Begin Given information

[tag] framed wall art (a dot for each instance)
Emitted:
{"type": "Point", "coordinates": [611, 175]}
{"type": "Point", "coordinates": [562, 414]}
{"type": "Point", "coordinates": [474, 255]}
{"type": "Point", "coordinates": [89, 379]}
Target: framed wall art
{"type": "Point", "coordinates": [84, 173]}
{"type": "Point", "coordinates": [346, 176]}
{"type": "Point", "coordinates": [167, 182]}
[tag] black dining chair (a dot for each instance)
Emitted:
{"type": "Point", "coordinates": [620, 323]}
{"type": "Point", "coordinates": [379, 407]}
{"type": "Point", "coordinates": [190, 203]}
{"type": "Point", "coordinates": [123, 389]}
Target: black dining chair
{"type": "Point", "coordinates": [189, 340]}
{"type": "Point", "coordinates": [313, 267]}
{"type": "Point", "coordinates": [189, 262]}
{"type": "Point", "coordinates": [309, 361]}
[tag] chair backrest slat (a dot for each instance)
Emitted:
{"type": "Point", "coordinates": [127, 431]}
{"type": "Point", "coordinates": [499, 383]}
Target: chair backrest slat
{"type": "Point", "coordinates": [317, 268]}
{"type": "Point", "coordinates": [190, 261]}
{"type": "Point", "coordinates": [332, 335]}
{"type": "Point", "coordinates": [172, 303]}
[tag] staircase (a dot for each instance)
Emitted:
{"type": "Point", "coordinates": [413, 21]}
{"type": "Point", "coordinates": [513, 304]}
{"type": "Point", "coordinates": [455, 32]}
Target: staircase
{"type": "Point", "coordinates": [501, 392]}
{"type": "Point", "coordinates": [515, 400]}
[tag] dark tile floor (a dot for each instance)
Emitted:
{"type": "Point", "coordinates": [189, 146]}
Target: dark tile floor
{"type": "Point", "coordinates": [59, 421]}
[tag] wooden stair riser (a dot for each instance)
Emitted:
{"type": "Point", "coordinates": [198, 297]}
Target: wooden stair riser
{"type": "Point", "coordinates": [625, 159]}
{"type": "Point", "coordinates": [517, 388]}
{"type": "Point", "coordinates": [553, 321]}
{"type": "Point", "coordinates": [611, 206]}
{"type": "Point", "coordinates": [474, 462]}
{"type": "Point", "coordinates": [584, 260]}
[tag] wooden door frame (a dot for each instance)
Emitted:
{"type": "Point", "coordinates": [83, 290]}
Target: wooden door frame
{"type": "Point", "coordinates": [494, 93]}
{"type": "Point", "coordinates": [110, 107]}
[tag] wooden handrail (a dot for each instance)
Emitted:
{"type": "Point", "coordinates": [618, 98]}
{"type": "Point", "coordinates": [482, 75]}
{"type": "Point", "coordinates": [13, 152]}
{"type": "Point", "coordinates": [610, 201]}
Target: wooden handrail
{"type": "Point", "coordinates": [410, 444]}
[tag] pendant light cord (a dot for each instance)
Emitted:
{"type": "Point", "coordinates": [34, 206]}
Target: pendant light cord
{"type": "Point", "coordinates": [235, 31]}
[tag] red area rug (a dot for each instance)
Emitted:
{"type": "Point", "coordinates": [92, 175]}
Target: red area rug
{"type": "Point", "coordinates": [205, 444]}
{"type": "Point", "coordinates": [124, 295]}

End Given information

[Short problem] Copy out every line of the data above, unchanged and in the same order.

[Full response]
[tag] framed wall art (a dot for each instance)
Emitted:
{"type": "Point", "coordinates": [611, 175]}
{"type": "Point", "coordinates": [562, 414]}
{"type": "Point", "coordinates": [474, 255]}
{"type": "Point", "coordinates": [89, 379]}
Target: framed wall art
{"type": "Point", "coordinates": [84, 173]}
{"type": "Point", "coordinates": [346, 176]}
{"type": "Point", "coordinates": [167, 182]}
[tag] black dining chair (a dot for each instance)
Emitted:
{"type": "Point", "coordinates": [620, 323]}
{"type": "Point", "coordinates": [379, 407]}
{"type": "Point", "coordinates": [190, 203]}
{"type": "Point", "coordinates": [123, 389]}
Target: black dining chair
{"type": "Point", "coordinates": [189, 340]}
{"type": "Point", "coordinates": [313, 267]}
{"type": "Point", "coordinates": [189, 262]}
{"type": "Point", "coordinates": [309, 361]}
[tag] chair backrest slat (a dot for each instance)
Emitted:
{"type": "Point", "coordinates": [127, 431]}
{"type": "Point", "coordinates": [499, 383]}
Target: chair backrest slat
{"type": "Point", "coordinates": [317, 268]}
{"type": "Point", "coordinates": [190, 261]}
{"type": "Point", "coordinates": [332, 335]}
{"type": "Point", "coordinates": [172, 303]}
[tag] staircase (a dot for each instance)
Emitted:
{"type": "Point", "coordinates": [413, 21]}
{"type": "Point", "coordinates": [513, 304]}
{"type": "Point", "coordinates": [455, 32]}
Target: staircase
{"type": "Point", "coordinates": [501, 392]}
{"type": "Point", "coordinates": [515, 400]}
[tag] dark tile floor (a dot for each instance)
Emitted:
{"type": "Point", "coordinates": [189, 146]}
Target: dark tile floor
{"type": "Point", "coordinates": [59, 421]}
[tag] wooden stair riser (a dot for each instance)
Emitted:
{"type": "Point", "coordinates": [198, 297]}
Target: wooden stair riser
{"type": "Point", "coordinates": [625, 159]}
{"type": "Point", "coordinates": [517, 388]}
{"type": "Point", "coordinates": [553, 321]}
{"type": "Point", "coordinates": [611, 206]}
{"type": "Point", "coordinates": [474, 462]}
{"type": "Point", "coordinates": [584, 260]}
[tag] wooden door frame (a dot for each instance)
Emitted:
{"type": "Point", "coordinates": [83, 290]}
Target: wooden door frame
{"type": "Point", "coordinates": [494, 93]}
{"type": "Point", "coordinates": [110, 107]}
[tag] wooden handrail (a dot for each instance)
Emitted:
{"type": "Point", "coordinates": [618, 98]}
{"type": "Point", "coordinates": [482, 75]}
{"type": "Point", "coordinates": [13, 152]}
{"type": "Point", "coordinates": [610, 201]}
Target: wooden handrail
{"type": "Point", "coordinates": [410, 444]}
[tag] pendant light cord (a dot for each instance)
Emitted:
{"type": "Point", "coordinates": [34, 206]}
Target: pendant light cord
{"type": "Point", "coordinates": [235, 31]}
[tag] red area rug (a dot for each instance)
Emitted:
{"type": "Point", "coordinates": [92, 175]}
Target: red area rug
{"type": "Point", "coordinates": [205, 444]}
{"type": "Point", "coordinates": [124, 295]}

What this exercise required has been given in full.